● **Stored records**
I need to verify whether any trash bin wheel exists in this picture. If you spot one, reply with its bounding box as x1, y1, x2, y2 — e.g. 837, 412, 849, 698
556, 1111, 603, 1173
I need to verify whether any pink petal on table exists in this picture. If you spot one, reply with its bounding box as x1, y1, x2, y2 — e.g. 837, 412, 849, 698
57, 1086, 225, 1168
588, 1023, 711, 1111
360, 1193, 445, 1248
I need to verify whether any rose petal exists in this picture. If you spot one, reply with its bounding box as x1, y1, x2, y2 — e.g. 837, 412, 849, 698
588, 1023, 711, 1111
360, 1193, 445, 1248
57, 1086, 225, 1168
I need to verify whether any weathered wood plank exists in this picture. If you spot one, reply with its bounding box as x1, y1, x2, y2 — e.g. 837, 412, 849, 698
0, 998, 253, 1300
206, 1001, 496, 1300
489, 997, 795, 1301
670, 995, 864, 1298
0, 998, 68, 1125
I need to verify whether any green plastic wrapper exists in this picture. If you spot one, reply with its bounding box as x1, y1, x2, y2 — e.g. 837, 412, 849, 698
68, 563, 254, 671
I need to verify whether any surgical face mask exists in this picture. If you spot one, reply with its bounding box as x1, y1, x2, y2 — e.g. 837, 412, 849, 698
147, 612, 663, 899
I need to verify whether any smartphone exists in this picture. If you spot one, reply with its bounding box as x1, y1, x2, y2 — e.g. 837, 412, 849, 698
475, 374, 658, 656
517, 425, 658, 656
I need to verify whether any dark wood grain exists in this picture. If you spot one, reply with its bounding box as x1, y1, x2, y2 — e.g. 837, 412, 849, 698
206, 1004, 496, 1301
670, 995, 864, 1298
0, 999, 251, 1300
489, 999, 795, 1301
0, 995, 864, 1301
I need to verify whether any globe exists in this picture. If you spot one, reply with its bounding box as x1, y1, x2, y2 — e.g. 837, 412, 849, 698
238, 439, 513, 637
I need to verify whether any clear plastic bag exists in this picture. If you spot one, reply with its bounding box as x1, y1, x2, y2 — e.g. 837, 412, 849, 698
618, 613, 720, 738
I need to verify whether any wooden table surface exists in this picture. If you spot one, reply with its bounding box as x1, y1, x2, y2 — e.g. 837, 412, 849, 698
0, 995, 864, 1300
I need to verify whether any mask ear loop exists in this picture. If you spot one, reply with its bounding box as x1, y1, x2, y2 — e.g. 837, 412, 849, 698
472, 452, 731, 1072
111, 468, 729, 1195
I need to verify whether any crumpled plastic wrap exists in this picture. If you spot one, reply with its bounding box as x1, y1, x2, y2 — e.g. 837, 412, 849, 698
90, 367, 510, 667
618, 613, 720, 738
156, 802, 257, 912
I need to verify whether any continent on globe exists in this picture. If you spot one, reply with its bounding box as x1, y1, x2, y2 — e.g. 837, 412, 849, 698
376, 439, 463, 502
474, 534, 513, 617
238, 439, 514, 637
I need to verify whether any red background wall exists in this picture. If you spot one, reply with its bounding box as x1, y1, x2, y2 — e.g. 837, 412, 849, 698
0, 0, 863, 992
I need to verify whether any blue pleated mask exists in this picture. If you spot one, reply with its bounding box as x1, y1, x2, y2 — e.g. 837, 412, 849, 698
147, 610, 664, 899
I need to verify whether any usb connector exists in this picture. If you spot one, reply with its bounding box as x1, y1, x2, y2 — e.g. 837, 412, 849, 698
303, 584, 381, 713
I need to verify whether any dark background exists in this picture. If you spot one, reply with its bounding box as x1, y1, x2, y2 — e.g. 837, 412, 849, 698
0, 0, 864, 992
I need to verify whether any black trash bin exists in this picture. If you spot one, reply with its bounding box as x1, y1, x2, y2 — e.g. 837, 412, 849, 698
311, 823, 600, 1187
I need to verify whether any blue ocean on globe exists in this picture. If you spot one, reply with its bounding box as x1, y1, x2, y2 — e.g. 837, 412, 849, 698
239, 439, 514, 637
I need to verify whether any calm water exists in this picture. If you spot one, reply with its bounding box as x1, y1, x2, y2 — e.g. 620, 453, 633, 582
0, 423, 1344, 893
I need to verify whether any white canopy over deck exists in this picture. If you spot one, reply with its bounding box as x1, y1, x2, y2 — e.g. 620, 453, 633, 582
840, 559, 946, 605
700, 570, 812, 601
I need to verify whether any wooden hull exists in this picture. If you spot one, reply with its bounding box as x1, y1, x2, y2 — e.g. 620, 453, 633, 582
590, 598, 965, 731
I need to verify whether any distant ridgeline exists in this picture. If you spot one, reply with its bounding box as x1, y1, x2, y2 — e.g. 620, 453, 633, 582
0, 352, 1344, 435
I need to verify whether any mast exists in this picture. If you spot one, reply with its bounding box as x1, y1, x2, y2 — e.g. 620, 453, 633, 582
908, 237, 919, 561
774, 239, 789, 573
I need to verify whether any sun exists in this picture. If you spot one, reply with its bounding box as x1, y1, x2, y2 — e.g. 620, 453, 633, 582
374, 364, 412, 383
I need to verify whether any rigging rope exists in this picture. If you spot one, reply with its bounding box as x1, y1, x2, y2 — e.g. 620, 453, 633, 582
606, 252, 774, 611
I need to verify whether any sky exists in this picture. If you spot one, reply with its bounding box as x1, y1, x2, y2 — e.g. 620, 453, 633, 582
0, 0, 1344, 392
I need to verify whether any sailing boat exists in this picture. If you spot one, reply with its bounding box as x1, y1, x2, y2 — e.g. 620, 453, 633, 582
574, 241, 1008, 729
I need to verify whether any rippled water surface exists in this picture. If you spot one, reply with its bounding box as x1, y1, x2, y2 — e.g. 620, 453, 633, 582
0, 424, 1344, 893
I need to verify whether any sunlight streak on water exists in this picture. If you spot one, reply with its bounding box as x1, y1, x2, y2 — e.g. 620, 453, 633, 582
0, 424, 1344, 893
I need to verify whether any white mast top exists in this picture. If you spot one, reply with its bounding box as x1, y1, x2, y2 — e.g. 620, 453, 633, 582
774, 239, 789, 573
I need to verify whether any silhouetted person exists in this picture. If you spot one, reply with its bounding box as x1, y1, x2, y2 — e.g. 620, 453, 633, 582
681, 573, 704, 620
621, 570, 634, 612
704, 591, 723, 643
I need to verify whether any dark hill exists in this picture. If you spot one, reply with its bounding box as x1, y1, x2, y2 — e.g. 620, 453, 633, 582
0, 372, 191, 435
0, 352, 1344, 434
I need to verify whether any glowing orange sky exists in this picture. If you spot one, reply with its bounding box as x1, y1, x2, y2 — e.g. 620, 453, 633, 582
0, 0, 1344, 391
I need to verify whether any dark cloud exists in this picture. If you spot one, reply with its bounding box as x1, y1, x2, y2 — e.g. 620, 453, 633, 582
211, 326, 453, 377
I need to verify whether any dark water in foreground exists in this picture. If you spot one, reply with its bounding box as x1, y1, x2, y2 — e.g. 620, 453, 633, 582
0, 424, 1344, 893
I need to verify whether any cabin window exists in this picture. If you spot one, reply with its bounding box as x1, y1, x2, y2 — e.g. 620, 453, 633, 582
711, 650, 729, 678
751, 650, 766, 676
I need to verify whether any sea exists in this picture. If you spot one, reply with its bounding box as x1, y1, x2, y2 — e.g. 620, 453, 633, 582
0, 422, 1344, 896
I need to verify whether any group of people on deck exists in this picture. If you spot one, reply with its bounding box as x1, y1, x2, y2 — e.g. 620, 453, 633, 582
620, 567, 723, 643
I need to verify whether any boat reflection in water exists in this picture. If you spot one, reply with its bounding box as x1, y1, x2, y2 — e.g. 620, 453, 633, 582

● **What is expected**
Substitute "garbage can wheel" for "trash bin wheel" in everything from the start of the data down to the line containing "556, 1111, 603, 1173", and give those lines with nothing else changed.

● **Answer to the exercise**
I need to verify whether any garbage can wheel exists in this picture. If you spot one, reply with its bounding box as x1, y1, x2, y2 — e.g. 837, 412, 849, 698
556, 1111, 603, 1173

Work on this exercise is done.